Excerpted passage>
# # #

Personal information
- Full name: Mark William Seymour
- Born: 1897 East Grinstead, Sussex, England
- Died: 16 September 1952 (aged 54–55) Skegness, England
- Sporting nationality: England

Career
- Turned professional: 1921
- Professional wins: 9

Best results in major championships
- Masters Tournament: DNP
- PGA Championship: DNP
- U.S. Open: DNP
- The Open Championship: T18: 1929, 1935

= Mark Seymour (golfer) =

English golfer (1897–1952)

Mark William Seymour (1897 – 16 September 1952) was an English professional golfer. His birth was registered as William Mark Seymour. He was a half-brother of Abe Mitchell. Although not as successful as his half-brother, he enjoyed considerable success during his time in Scotland and twice played for England against Scotland. In important tournaments he was a runner-up in the 1931 Irish Open and a losing finalist in the 1931 and 1933 News of the World Match Play.

==Early life==
Seymour was born in East Grinstead, Sussex in 1897. He was the son of Mark and Mary Seymour. Mary had an illegitimate son, Abe Mitchell, Mark's half-brother, who was also a successful professional golfer. He played left-handed until he was 11 but changed to play right-handed because the clubs were easier to find. He won the 1921 Golf Illustrated Gold Vase and turned professional later the same year.

# # #

Data lines>
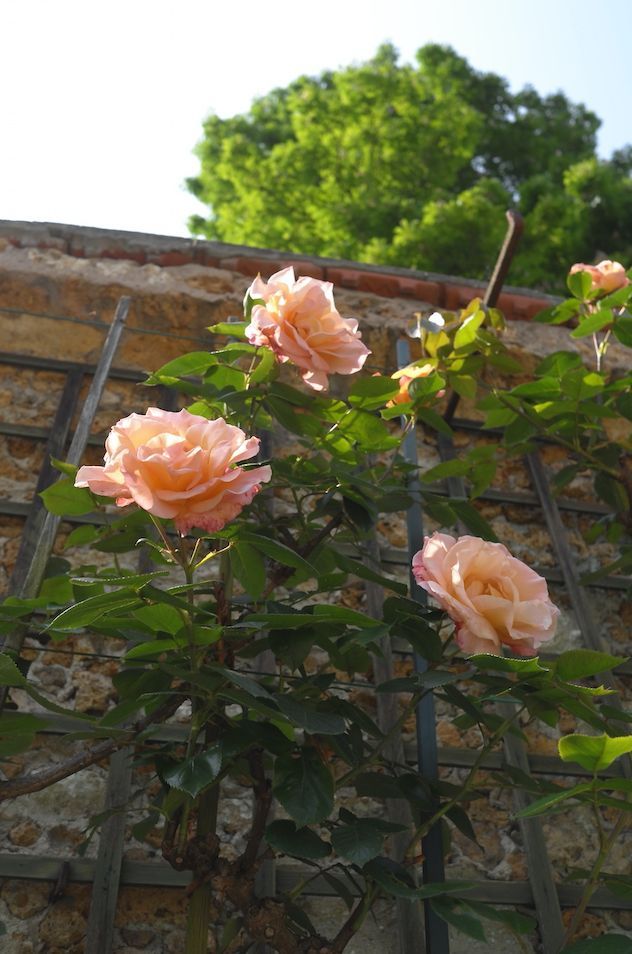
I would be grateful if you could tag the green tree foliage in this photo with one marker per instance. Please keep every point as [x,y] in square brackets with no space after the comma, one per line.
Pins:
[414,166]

# # #

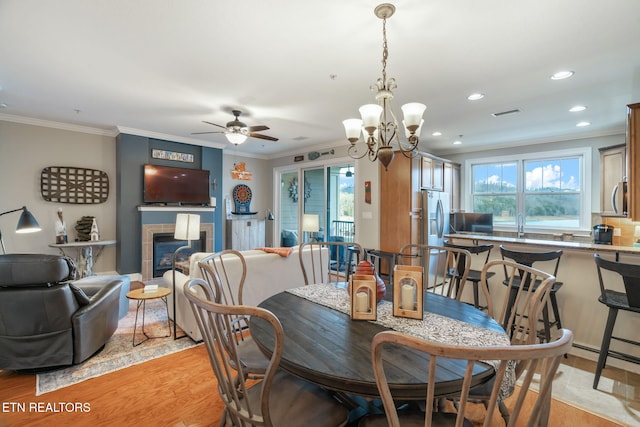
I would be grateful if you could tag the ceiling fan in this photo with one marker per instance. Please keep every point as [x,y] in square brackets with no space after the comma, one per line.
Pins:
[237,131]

# # #

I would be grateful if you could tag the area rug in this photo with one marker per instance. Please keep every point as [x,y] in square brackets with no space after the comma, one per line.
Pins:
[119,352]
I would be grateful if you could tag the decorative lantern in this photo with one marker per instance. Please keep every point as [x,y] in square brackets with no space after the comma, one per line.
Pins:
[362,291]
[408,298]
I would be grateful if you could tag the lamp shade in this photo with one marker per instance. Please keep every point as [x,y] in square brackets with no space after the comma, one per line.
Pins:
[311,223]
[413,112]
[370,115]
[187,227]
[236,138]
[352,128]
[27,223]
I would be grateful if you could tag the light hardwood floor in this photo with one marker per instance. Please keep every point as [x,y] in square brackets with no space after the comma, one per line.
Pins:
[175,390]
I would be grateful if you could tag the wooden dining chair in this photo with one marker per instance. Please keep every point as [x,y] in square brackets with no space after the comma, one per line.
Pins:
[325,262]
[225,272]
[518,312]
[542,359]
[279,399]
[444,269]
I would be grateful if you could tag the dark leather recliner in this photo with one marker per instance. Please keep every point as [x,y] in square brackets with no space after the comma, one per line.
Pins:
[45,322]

# # #

Goal of the exercise>
From the Mark Seymour article above, reproduce verbatim the passage between "Mark William Seymour (1897" and "World Match Play.", inclusive.

Response to the exercise>
Mark William Seymour (1897 – 16 September 1952) was an English professional golfer. His birth was registered as William Mark Seymour. He was a half-brother of Abe Mitchell. Although not as successful as his half-brother, he enjoyed considerable success during his time in Scotland and twice played for England against Scotland. In important tournaments he was a runner-up in the 1931 Irish Open and a losing finalist in the 1931 and 1933 News of the World Match Play.